Task details: Please return, exactly and only, the lines beginning at the top of the entries below and ending with the line containing "phrase -- canadian flag decal"; keep out the pictures.

Records contained in a dataset:
-------------------------
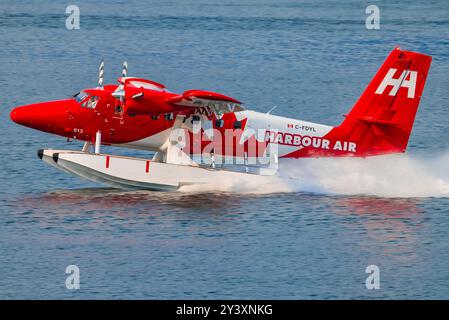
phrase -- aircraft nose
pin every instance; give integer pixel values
(41, 116)
(18, 116)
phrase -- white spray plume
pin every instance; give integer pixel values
(383, 176)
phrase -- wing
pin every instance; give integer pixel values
(144, 96)
(217, 102)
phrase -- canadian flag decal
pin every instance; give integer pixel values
(407, 79)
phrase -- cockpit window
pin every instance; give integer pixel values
(80, 96)
(90, 103)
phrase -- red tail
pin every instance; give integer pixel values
(382, 119)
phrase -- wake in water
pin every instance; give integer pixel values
(383, 176)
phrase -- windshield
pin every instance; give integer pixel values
(80, 96)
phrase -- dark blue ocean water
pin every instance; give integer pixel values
(310, 58)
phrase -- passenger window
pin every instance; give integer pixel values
(90, 103)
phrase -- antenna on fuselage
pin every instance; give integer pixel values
(125, 69)
(101, 74)
(269, 111)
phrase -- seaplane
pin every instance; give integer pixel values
(203, 137)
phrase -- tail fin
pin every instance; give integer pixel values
(382, 119)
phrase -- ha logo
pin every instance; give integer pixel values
(402, 81)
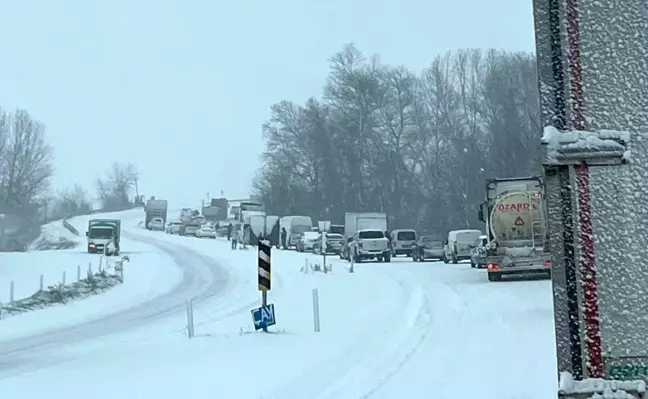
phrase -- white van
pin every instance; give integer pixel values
(403, 241)
(458, 245)
(295, 226)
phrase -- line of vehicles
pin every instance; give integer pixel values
(514, 213)
(514, 242)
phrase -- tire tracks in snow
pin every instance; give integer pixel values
(203, 279)
(370, 361)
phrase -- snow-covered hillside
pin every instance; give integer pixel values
(395, 330)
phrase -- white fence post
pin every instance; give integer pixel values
(316, 310)
(190, 326)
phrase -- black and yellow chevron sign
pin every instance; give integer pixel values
(264, 266)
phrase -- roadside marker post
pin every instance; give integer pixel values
(264, 275)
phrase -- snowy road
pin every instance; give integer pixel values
(394, 330)
(202, 278)
(463, 337)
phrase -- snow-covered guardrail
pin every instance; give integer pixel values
(108, 274)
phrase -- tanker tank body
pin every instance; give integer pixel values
(514, 214)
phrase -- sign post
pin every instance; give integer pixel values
(324, 248)
(264, 275)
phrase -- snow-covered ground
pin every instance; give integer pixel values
(149, 274)
(394, 330)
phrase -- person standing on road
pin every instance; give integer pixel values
(234, 234)
(284, 235)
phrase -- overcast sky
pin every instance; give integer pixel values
(180, 88)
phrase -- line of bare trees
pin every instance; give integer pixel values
(417, 146)
(26, 170)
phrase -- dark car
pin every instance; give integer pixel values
(427, 247)
(344, 252)
(478, 252)
(333, 244)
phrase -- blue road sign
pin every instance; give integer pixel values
(263, 317)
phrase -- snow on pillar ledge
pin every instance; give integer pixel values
(606, 147)
(600, 388)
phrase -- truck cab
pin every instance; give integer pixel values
(370, 244)
(103, 236)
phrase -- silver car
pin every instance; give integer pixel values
(156, 224)
(427, 248)
(174, 227)
(206, 231)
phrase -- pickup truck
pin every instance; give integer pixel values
(101, 233)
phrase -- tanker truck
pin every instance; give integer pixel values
(516, 224)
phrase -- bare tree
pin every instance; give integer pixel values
(416, 146)
(115, 188)
(27, 161)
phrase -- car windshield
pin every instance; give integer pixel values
(468, 237)
(406, 236)
(371, 234)
(100, 232)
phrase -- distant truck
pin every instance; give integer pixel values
(102, 232)
(516, 225)
(266, 226)
(367, 225)
(216, 210)
(295, 226)
(155, 208)
(363, 221)
(336, 229)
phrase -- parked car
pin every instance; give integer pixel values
(333, 243)
(307, 241)
(457, 245)
(402, 242)
(156, 224)
(190, 229)
(344, 251)
(478, 252)
(427, 247)
(174, 227)
(369, 244)
(206, 231)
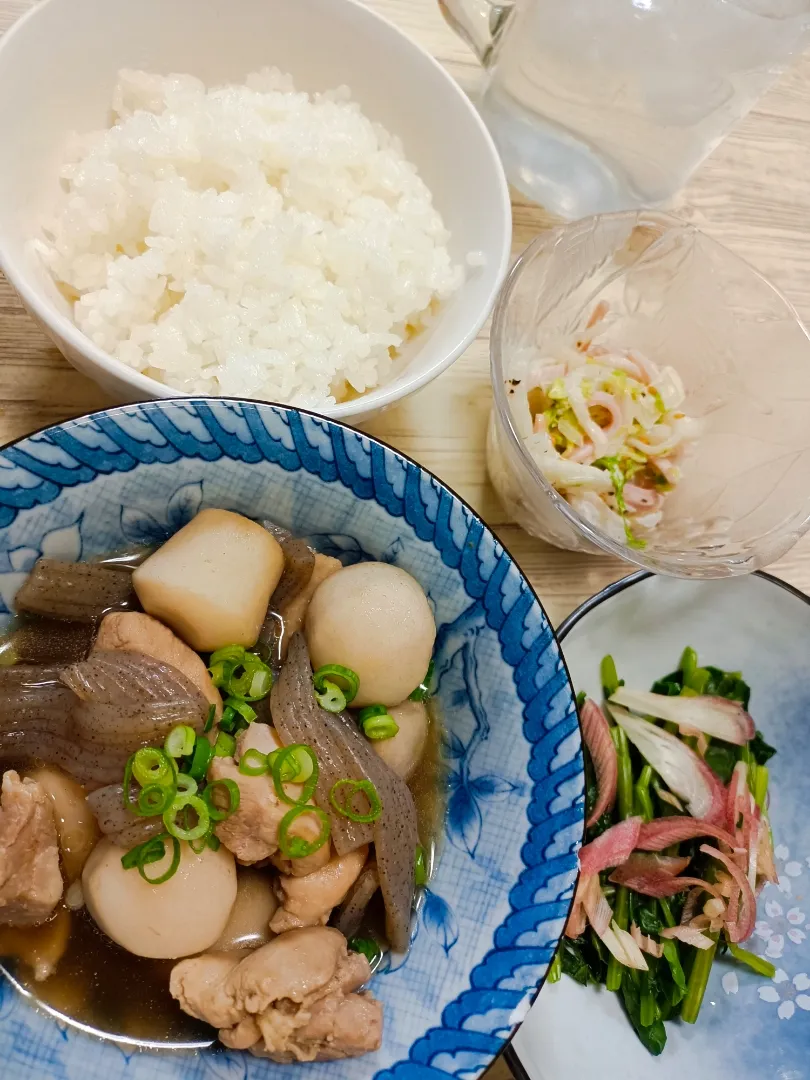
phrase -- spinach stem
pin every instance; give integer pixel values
(624, 787)
(666, 909)
(757, 963)
(643, 798)
(610, 682)
(555, 969)
(698, 981)
(621, 917)
(625, 801)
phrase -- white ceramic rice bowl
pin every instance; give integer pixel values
(57, 71)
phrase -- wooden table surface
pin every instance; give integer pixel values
(753, 194)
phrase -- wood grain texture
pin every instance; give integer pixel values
(752, 194)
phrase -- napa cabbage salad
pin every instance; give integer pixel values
(606, 428)
(678, 844)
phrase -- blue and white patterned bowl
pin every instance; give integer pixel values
(750, 1027)
(497, 905)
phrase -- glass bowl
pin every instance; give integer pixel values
(684, 300)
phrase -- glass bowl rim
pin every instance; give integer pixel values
(686, 563)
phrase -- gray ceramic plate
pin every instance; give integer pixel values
(750, 1028)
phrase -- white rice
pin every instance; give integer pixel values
(247, 240)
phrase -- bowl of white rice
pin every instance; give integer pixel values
(282, 200)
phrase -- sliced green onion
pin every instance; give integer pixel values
(288, 766)
(343, 678)
(296, 847)
(261, 685)
(225, 745)
(186, 784)
(332, 698)
(150, 766)
(201, 759)
(368, 947)
(152, 851)
(342, 795)
(422, 691)
(242, 709)
(210, 718)
(420, 867)
(228, 720)
(377, 723)
(253, 763)
(251, 679)
(153, 799)
(179, 741)
(173, 867)
(555, 969)
(181, 804)
(233, 796)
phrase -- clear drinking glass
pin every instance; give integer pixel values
(607, 105)
(684, 300)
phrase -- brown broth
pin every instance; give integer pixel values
(103, 986)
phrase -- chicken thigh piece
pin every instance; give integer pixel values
(308, 901)
(30, 879)
(292, 1000)
(252, 833)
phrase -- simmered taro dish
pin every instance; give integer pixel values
(220, 788)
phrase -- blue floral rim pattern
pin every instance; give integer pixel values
(36, 470)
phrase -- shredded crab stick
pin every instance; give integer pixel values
(605, 426)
-------------------------
Solution to the problem:
phrase -- aircraft nose
pin every instance; give integer pixel values
(41, 116)
(18, 116)
phrase -- white spray plume
pin every instance; give integer pixel values
(383, 176)
phrase -- wing
pin every instance; give integer pixel values
(144, 96)
(217, 102)
phrase -- canadian flag decal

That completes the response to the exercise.